Source passage:
Unlike the United States Supreme Court which took at least 17 years to decriminalise consensual sex between homosexuals, the Supreme Court of India corrected its precedent ruling of criminalising gay sex within four years. The landmark and historic ruling of the constitutional bench, headed by the Chief Justice of India, has been lauded across the country.

In their concurring opinion, the five judges have not only recognised the right to a dignified life of gay and lesbian citizens of India but have set the stage for more historic rulings for the LGBT community.


“It is difficult to right the wrongs of history. But we can certainly set the course for the future” – this observation of the SC is indeed significant.

The LGBT community celebrated its victory on Thursday, September 6, after the ruling was pronounced, but it was just their first step to acceptance in society as the community still has a long path to conquer. Now, it has to struggle further but hopefully not for decades as the landmark pronouncement of the apex court has paved the way for the betterment of the community.

Supplied information:
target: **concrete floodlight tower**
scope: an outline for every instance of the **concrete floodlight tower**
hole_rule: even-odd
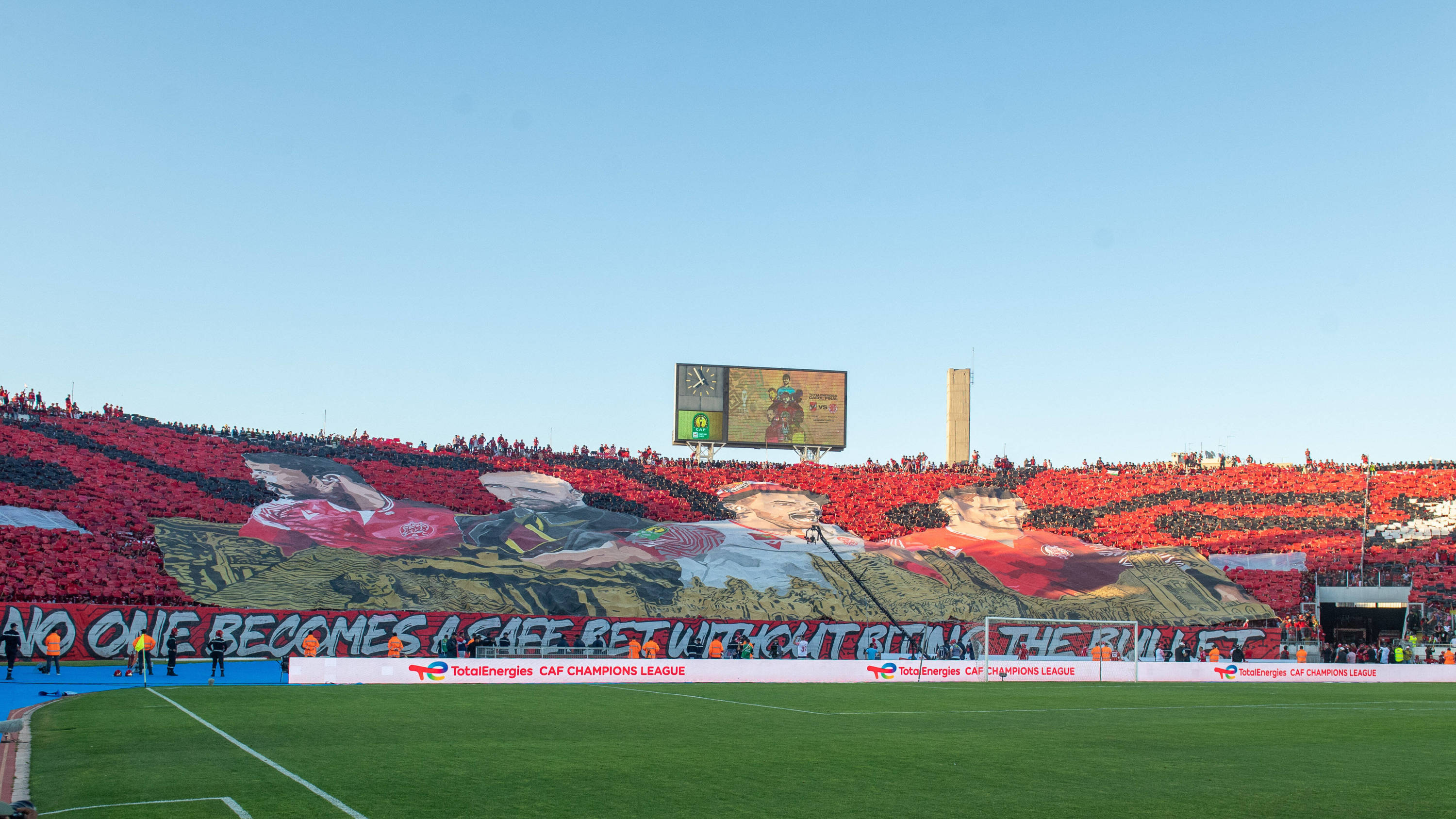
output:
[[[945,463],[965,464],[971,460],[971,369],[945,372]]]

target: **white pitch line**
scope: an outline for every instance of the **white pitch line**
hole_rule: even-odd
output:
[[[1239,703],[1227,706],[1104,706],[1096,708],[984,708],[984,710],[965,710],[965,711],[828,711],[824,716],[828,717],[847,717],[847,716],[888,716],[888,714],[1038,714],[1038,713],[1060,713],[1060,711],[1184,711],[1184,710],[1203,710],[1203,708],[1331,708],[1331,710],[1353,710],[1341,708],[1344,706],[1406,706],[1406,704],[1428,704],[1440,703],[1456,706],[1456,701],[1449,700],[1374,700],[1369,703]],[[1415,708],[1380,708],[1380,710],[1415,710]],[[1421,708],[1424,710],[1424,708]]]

Given task 1:
According to the passage about the Indian Supreme Court ruling, on what day and date did the LGBT community celebrate its victory?
Given task 2:
Reproduce word for word the stretch of the passage about the Indian Supreme Court ruling from "In their concurring" through "the LGBT community.".
The rows have no connection to the passage about the Indian Supreme Court ruling.

Task response 1:
Thursday, September 6.

Task response 2:
In their concurring opinion, the five judges have not only recognised the right to a dignified life of gay and lesbian citizens of India but have set the stage for more historic rulings for the LGBT community.